*What this task involves*: Please reproduce the data below line for line, with every character unchanged.
:: Input rows ::
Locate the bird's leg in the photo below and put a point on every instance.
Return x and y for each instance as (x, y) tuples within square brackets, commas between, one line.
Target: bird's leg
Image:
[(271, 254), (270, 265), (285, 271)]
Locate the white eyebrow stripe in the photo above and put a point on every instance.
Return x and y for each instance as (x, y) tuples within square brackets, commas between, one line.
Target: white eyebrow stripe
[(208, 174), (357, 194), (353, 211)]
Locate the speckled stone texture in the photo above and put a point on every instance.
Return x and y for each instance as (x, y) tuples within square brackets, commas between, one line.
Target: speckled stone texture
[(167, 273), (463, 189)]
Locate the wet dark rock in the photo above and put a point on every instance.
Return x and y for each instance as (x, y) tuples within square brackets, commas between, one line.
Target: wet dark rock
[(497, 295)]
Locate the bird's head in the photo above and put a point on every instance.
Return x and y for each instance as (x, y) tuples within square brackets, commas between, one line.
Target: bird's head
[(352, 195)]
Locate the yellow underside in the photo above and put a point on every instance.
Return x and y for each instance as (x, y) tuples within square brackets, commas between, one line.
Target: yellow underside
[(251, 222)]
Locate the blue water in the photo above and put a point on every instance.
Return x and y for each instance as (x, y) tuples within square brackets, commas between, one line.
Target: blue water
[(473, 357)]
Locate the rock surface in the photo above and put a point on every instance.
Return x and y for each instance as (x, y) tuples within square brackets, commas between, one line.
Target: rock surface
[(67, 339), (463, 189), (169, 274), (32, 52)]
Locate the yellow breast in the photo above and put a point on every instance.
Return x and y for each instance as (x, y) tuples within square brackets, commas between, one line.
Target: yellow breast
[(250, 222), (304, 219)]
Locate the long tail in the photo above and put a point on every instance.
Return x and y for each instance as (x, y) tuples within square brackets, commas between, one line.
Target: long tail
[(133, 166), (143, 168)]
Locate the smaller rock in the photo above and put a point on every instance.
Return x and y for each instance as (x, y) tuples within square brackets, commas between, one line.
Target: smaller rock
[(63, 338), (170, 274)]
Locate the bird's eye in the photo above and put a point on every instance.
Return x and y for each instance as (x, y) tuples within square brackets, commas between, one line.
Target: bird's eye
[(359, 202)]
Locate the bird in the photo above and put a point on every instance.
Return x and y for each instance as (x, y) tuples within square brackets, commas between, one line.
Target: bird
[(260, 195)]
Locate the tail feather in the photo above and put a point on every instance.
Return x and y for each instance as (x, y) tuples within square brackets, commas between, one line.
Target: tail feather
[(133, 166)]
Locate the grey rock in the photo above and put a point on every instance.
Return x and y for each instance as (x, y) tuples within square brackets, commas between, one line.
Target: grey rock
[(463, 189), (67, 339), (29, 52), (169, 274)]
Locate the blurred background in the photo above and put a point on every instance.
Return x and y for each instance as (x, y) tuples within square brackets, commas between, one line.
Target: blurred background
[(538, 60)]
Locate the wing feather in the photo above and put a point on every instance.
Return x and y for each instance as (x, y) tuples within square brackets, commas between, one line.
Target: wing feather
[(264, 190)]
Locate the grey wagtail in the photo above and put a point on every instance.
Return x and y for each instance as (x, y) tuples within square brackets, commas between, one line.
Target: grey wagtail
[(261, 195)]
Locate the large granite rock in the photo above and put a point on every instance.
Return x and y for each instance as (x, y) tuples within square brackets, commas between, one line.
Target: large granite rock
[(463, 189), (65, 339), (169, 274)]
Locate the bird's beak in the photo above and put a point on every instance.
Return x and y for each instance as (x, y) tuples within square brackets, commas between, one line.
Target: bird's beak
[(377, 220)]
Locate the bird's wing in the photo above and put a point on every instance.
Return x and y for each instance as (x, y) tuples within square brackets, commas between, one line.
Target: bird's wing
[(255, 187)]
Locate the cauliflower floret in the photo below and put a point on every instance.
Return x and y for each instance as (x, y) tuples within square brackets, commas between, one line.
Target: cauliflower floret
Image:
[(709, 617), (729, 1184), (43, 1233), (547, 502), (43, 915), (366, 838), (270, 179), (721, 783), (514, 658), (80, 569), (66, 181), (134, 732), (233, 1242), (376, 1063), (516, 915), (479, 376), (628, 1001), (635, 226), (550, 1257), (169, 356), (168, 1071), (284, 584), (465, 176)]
:::
*Answer to the task*:
Locate the bird's leg in the photo below and put a point on every instance.
Return x and y for each instance as (x, y) tuples within square brackets, commas between, one line.
Target: bird's leg
Image:
[(271, 254), (270, 265), (285, 271)]
Locate the white eyebrow stripe in the photo above and put a point on every instance.
Return x and y for each instance as (x, y) tuples within square brackets, commas between, one line.
Target: white eyebrow stripe
[(208, 174), (357, 194), (353, 211)]
Locate the speckled stone texture in the photo above and put a point on every instance.
Return x and y for each instance as (x, y) tuples within square brackets, commas between, one line.
Target: speckled stone texture
[(167, 273), (463, 189)]
Locate the wet dark rock in the photo above and put a point on every instance.
Return x and y for each instance as (x, y) tuples within square brackets, commas between, one line.
Target: wet dark rock
[(497, 295)]
Locate the bird's head in the photo above and put a point on every instance.
Return x and y for each instance as (x, y) tuples within square brackets, commas between, one line.
Target: bird's head
[(352, 195)]
Locate the yellow underside in the photo above and put a point on every instance.
Return x and y for each instance as (x, y) tuples within square brackets, commas between, one line.
Target: yellow underside
[(251, 222)]
Locate the blue water in the photo above and put a point on every instance.
Return x and y for each instance as (x, y) tuples within square brackets, commas between, one line.
Target: blue water
[(473, 357)]
Locate the rock surface in the photo above and put a point on every instance.
Return x and y for each instance as (x, y) tuples within square brackets, commas between, one line.
Target: rock surface
[(67, 339), (463, 189), (169, 274), (32, 52)]
Locate the yellow breast in the photo above and put a point on every instance.
Return x and y for each instance as (x, y) tuples within square brackets, commas between, one line.
Target: yellow breast
[(250, 222), (304, 219)]
Locate the long tail in the photo above and put a point on every instance.
Return x and y for each instance as (x, y) tuples within square brackets, commas between, one line.
Target: long tail
[(133, 166), (143, 168)]
Locate the smaller rock in the photo above and put a point on every instance.
Return x and y for each instance as (x, y) tuples within square brackets, commas between, one line.
Target: smaller rock
[(63, 338), (170, 274)]
Locate the bird's eye in the photo above and put a point on every instance.
Return x and y for each instance as (x, y) tuples within square brackets, commas between, one line.
Target: bird's eye
[(359, 202)]
Locate the bird in the photo above and put a point on every instance.
Return x and y for each instance as (x, y) tuples within square brackets, commas between, one line.
Target: bird
[(260, 195)]
Locate the tail feather in the photo above and put a point on every instance.
Return x and y for each instance as (x, y) tuples within square brackets, commas between, one line.
Target: tail feather
[(133, 166)]
Locate the grey rock in the photo above and put a point on every instance.
Return x and y for each instance as (x, y) tuples within square brackets, commas between, one line.
Target: grey rock
[(463, 189), (67, 339), (29, 52), (169, 274)]
Locate the blurred background in the photo above and put a point on every instance.
Return x and y for each instance as (x, y) tuples within square brackets, commas between, one line.
Target: blurred background
[(538, 60)]
Locate the wing feather in the photo above and put a point on every instance.
Return x and y for each instance as (x, y) tuples within square brackets, commas between, one line.
Target: wing feather
[(264, 190)]
Locate the grey wagtail in the photo above and put a point on every instance.
Return x and y for each instance as (x, y) tuples within square brackets, commas between, one line.
Target: grey wagtail
[(261, 195)]
Locate the large granite rock in the photo above and put a point on every instance.
Return x and y for each instance as (x, y) tuples within square brackets, commas between, one line.
Target: large granite rock
[(463, 189), (65, 339), (169, 274)]
Locate the bird's beak in the photo above and put a point on every instance.
Return x and y for each instance as (x, y) tuples within square brackets, commas between, one line.
Target: bird's beak
[(377, 220)]
Locate the bird's wing in the photo above and put a point on every instance.
Return x and y for each instance as (x, y) tuples within square brackets, commas between, one line.
Target: bird's wing
[(255, 187)]
Locate the cauliflower floret in the photo below and put a point on every instance.
Return x and y for each instance as (x, y) tuples within square brackets, commas between, one line.
Target: cauliflower floret
Image:
[(709, 617), (729, 1184), (43, 1233), (547, 502), (43, 915), (366, 838), (270, 179), (721, 783), (514, 658), (80, 569), (66, 181), (134, 732), (233, 1242), (376, 1063), (516, 915), (479, 376), (628, 1001), (635, 226), (550, 1257), (169, 356), (168, 1071), (284, 584), (465, 176)]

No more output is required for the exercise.